OBJECTIVE:
Pull out each line below that contains the word "soap" and copy it.

MATERIAL PROVIDED:
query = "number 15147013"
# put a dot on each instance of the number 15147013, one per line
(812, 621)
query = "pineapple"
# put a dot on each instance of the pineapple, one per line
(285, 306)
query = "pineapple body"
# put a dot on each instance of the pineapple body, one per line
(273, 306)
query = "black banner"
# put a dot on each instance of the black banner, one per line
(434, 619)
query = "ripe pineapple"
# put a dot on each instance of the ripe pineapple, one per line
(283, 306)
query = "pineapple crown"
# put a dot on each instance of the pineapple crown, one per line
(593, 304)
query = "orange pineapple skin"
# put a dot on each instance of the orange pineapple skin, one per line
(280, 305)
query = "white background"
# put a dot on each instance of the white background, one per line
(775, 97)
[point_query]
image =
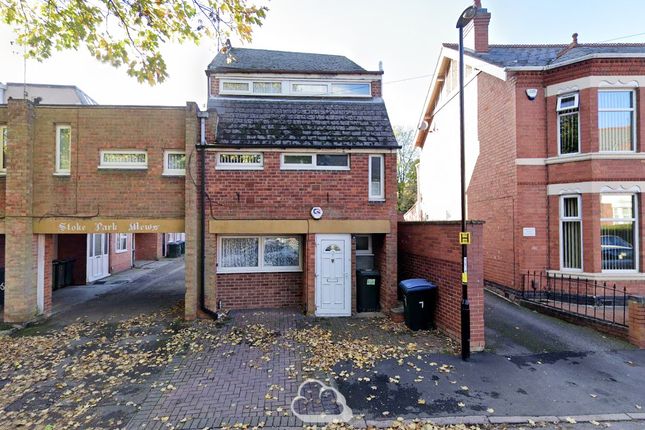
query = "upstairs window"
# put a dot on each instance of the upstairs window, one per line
(3, 149)
(376, 178)
(616, 120)
(133, 159)
(239, 161)
(570, 233)
(568, 124)
(174, 163)
(314, 162)
(63, 149)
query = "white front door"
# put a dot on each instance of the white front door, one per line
(97, 257)
(333, 270)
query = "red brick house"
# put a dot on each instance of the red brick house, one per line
(555, 160)
(301, 182)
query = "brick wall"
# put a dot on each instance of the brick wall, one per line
(431, 250)
(260, 290)
(148, 246)
(492, 189)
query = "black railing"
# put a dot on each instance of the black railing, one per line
(573, 295)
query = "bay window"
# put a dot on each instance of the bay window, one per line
(616, 120)
(568, 124)
(570, 233)
(237, 254)
(618, 231)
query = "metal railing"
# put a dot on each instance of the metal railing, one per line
(583, 297)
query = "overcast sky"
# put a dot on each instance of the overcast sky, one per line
(405, 34)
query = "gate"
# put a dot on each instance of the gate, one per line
(576, 296)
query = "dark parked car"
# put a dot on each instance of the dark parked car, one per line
(617, 253)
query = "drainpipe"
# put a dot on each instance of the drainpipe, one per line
(201, 147)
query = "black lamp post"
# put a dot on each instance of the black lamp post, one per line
(465, 17)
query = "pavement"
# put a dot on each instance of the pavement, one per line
(534, 366)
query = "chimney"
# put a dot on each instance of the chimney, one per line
(476, 32)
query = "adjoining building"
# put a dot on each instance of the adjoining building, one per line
(554, 155)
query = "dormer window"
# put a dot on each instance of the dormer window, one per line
(293, 88)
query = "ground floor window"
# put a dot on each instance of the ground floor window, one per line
(571, 232)
(239, 254)
(618, 231)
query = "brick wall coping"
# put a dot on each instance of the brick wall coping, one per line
(103, 106)
(637, 299)
(473, 222)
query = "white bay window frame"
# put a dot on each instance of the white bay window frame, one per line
(571, 219)
(261, 267)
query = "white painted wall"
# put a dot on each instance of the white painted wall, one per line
(439, 171)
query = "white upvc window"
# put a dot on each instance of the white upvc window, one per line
(571, 232)
(295, 88)
(63, 149)
(123, 159)
(3, 149)
(244, 254)
(616, 120)
(619, 232)
(314, 161)
(174, 163)
(240, 161)
(121, 244)
(364, 244)
(568, 124)
(376, 178)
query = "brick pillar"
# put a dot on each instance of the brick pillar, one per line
(20, 247)
(190, 215)
(637, 321)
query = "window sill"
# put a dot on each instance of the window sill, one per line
(122, 167)
(247, 271)
(602, 276)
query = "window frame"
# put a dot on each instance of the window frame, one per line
(635, 220)
(287, 87)
(168, 171)
(117, 243)
(561, 112)
(370, 250)
(381, 196)
(261, 268)
(564, 219)
(634, 119)
(57, 169)
(314, 161)
(4, 130)
(232, 166)
(122, 166)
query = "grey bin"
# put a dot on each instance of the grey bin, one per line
(419, 303)
(174, 250)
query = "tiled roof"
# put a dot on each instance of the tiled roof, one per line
(262, 60)
(545, 55)
(302, 123)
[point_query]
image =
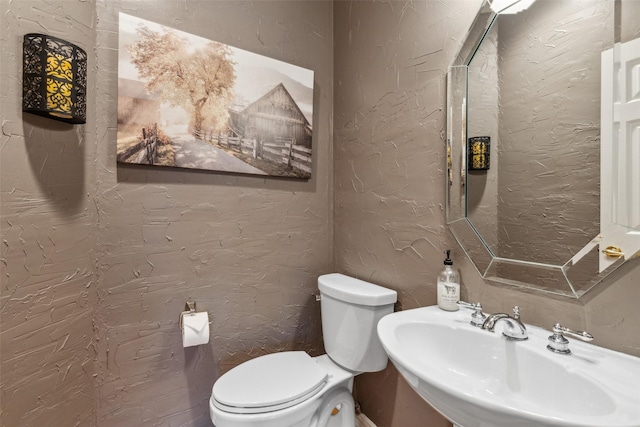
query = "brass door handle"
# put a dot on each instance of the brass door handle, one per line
(613, 252)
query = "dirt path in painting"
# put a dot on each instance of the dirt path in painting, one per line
(196, 154)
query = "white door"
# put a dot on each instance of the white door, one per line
(620, 150)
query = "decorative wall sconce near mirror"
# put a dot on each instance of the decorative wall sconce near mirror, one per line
(557, 197)
(54, 77)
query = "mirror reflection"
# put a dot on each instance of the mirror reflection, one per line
(524, 143)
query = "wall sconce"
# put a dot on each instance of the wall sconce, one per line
(479, 153)
(54, 79)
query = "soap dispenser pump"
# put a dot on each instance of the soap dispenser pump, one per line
(448, 285)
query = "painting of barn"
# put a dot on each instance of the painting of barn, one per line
(275, 116)
(258, 121)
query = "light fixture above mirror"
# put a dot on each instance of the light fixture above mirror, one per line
(510, 6)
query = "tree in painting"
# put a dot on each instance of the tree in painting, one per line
(200, 81)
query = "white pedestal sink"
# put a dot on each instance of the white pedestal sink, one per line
(476, 378)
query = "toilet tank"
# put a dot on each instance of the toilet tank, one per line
(351, 309)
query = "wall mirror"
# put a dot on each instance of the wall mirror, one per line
(543, 142)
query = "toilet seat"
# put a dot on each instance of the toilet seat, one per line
(269, 383)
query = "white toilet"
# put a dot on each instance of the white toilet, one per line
(292, 389)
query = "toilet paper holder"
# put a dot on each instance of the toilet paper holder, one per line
(189, 308)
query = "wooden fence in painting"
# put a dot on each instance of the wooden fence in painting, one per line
(145, 151)
(282, 150)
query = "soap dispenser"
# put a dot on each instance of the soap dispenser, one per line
(448, 285)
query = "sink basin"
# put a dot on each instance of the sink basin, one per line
(476, 378)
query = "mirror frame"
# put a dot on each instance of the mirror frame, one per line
(570, 278)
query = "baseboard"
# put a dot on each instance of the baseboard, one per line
(363, 421)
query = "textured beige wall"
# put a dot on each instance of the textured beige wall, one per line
(246, 249)
(98, 259)
(389, 126)
(48, 285)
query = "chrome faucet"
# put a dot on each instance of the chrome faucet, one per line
(514, 330)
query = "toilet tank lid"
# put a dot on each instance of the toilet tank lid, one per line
(355, 291)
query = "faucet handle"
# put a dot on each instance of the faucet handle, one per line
(559, 344)
(478, 317)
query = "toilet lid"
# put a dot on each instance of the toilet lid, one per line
(278, 379)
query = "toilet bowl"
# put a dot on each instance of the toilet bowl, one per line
(293, 389)
(284, 396)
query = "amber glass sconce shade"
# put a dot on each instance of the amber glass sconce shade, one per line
(479, 150)
(54, 80)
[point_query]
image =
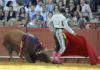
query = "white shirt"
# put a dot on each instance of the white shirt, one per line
(38, 8)
(14, 2)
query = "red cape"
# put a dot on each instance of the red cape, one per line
(78, 46)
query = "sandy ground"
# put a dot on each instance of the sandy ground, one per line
(45, 66)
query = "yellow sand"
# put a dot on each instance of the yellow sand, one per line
(45, 66)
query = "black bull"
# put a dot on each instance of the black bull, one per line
(31, 46)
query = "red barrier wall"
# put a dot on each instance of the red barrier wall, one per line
(46, 37)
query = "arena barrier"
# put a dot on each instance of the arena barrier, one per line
(46, 37)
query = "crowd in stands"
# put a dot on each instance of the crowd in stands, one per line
(37, 13)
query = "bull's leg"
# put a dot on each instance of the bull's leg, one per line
(8, 48)
(28, 58)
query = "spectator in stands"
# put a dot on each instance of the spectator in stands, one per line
(25, 2)
(44, 13)
(50, 14)
(18, 6)
(9, 3)
(66, 12)
(72, 7)
(46, 2)
(1, 16)
(56, 10)
(22, 12)
(1, 3)
(39, 6)
(26, 17)
(14, 2)
(97, 18)
(23, 23)
(6, 16)
(60, 5)
(72, 21)
(11, 12)
(33, 23)
(39, 16)
(12, 23)
(1, 13)
(78, 12)
(28, 7)
(50, 6)
(32, 12)
(17, 17)
(86, 11)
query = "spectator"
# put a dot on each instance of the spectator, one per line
(34, 2)
(28, 7)
(9, 3)
(86, 11)
(17, 17)
(39, 6)
(66, 12)
(14, 2)
(23, 23)
(97, 18)
(39, 16)
(22, 12)
(60, 5)
(78, 12)
(56, 10)
(25, 2)
(12, 23)
(50, 6)
(1, 13)
(26, 17)
(72, 7)
(32, 12)
(18, 6)
(1, 3)
(6, 16)
(11, 12)
(44, 13)
(33, 23)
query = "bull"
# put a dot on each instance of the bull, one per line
(31, 51)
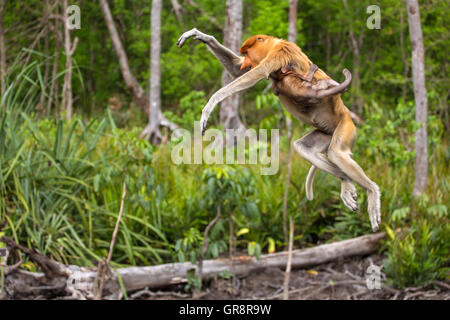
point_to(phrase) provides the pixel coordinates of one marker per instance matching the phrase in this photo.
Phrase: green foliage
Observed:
(191, 107)
(61, 181)
(418, 257)
(419, 254)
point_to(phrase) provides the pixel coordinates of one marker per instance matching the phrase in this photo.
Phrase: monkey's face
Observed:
(255, 49)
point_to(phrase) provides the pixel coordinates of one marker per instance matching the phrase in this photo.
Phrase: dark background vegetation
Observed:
(61, 180)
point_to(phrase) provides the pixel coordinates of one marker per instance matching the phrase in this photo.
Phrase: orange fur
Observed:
(279, 53)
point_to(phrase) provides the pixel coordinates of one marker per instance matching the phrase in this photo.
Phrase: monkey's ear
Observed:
(248, 44)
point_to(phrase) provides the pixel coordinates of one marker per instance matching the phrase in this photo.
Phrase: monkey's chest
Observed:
(317, 116)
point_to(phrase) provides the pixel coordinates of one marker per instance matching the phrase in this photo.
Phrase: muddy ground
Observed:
(339, 280)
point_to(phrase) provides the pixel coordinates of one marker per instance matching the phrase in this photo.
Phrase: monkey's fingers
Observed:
(185, 36)
(203, 122)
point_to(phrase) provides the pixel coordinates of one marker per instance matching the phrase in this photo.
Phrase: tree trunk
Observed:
(178, 9)
(69, 48)
(151, 131)
(53, 95)
(229, 107)
(136, 278)
(130, 80)
(355, 43)
(2, 50)
(292, 35)
(420, 95)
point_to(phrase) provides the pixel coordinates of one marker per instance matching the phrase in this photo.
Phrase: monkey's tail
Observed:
(309, 183)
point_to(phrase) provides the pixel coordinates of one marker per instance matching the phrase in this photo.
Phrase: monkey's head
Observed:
(255, 49)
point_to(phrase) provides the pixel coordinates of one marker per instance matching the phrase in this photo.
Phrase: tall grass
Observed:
(61, 186)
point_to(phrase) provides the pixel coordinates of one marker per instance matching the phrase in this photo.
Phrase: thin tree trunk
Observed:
(420, 95)
(53, 95)
(292, 35)
(178, 9)
(152, 131)
(355, 43)
(229, 107)
(2, 50)
(130, 80)
(156, 119)
(47, 61)
(69, 48)
(287, 275)
(404, 57)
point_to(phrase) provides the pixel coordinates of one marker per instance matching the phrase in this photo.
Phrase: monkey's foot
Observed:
(374, 208)
(348, 195)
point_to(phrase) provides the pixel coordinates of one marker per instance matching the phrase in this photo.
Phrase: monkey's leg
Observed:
(229, 60)
(339, 152)
(312, 148)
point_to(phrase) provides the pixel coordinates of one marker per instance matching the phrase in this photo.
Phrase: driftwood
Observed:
(79, 282)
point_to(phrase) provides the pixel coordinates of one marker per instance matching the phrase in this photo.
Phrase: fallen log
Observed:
(135, 278)
(79, 281)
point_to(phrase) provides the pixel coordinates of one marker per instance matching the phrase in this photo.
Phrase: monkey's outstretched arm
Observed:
(229, 60)
(245, 81)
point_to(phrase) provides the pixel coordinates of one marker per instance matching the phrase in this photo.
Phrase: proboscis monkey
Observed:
(314, 99)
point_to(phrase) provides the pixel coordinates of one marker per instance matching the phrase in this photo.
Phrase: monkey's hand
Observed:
(193, 33)
(204, 121)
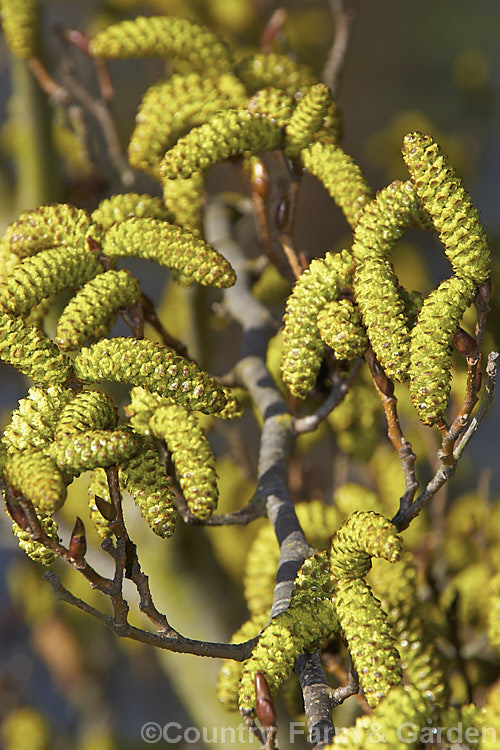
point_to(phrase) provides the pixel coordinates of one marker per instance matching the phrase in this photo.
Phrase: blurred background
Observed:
(411, 65)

EXPECTED ANSWER:
query = "soap dispenser pump"
# put a dot on each instance of the soap dispenser pump, one per line
query = "soap dispenser"
# put a dot on each instance of the soap dispenser, one per line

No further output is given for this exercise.